§ Text segment:
------------
Azriel: Lets start off with an easy one, how did your music career begin?
Christopher: It began like many others: In my adolescence trying to find a way to get girls.
A: Just for all the tech-ies out there what do you use to produce your music?
C: Techies would be disappointed by my answer. Everything I did to produce this record would be deemed wrong and a travesty to audio engineers around the world. No compressors, no noise gates, just a cheap $100 microphone and lots of imagination. I did use various audio software to lay the tracks down courtesy of some generous friends of mine. I was too poor at the time to acquire the basic needs for a studio. I couldn't let that stop me from doing the wer Next Projekt. I did a lot of improvising.
A: Some might be impressed by that though, to break from the norm, and to improvise, just say "fuck it" and wing it. Tell me more about the Wer Next Project, starting with why it's under that title.
C: The title came to me in a dream. I don't know the significance. I do know that depending on the pronunciation of `wer Next' you could be asking a question or an answer. So I guess I can conclude what "wer Next Projekt" means: It's a question that answers itself.
A: The album seems to have some worldy cultural influences, a lot of chanting. Tell me about it.
------------
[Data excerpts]

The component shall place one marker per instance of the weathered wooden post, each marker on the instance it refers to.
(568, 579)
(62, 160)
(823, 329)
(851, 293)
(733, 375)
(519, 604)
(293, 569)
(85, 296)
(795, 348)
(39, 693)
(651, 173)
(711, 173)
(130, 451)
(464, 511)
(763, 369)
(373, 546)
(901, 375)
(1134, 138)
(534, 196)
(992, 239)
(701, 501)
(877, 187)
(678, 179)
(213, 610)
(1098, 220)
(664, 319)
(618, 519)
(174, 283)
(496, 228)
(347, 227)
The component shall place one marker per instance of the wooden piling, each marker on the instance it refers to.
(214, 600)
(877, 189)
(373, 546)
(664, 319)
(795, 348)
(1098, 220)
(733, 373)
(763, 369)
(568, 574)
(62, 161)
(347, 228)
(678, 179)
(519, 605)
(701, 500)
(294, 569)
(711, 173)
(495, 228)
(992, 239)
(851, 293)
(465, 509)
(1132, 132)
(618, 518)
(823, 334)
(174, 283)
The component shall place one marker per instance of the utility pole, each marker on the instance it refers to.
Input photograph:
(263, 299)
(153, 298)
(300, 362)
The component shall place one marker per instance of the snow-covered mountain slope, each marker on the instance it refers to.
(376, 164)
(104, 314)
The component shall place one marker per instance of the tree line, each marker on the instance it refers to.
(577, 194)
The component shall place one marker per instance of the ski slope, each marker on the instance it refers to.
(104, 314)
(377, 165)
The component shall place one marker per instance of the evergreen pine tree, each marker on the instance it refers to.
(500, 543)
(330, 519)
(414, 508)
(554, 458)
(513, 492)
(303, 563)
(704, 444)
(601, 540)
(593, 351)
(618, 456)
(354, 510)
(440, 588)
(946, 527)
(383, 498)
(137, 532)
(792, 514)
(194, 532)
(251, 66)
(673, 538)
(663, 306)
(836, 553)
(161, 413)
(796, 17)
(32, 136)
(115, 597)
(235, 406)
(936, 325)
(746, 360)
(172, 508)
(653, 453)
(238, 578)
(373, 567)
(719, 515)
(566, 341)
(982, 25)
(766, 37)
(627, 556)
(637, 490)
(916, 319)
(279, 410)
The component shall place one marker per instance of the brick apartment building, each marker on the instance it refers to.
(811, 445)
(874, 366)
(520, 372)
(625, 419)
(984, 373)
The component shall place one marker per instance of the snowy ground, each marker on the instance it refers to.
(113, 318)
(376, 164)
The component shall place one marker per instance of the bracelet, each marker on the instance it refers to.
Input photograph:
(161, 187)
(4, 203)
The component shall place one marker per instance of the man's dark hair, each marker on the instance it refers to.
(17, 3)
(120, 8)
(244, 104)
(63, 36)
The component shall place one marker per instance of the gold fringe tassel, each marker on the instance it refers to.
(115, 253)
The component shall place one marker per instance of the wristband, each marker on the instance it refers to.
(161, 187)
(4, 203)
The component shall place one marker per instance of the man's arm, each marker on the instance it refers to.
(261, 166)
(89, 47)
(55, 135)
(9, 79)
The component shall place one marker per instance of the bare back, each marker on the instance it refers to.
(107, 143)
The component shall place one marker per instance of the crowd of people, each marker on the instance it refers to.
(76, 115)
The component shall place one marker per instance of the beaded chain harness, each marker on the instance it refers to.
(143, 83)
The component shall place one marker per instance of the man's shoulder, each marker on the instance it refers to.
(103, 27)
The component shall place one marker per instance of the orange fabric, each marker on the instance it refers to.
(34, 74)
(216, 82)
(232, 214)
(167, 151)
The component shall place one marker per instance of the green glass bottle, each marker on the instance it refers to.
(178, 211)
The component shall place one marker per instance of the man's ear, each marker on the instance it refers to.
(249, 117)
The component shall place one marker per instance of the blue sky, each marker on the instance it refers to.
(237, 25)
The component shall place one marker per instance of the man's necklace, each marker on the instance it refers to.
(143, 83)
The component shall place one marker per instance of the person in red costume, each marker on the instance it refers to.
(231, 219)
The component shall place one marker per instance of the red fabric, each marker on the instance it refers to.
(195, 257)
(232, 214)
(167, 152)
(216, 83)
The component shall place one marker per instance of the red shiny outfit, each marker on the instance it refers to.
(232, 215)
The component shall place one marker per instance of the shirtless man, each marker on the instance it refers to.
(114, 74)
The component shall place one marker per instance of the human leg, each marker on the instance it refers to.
------------
§ Required action 1: According to the interview, why did Christopher produce the record with only a cheap microphone and no compressors or noise gates?
§ Required action 2:
Answer these questions from the interview:
(a) How much did Christopher's microphone cost?
(b) Where did the title for the project come from?
(c) According to Christopher, when and why did his music career begin?

§ Answer space 1: He was too poor at the time to acquire the basic needs for a studio. He didn't let that stop him, so he improvised. Generous friends supplied the audio software he used to lay down the tracks.

§ Answer space 2:
(a) It cost $100.
(b) It came to him in a dream.
(c) It began in his adolescence, when he was trying to find a way to get girls.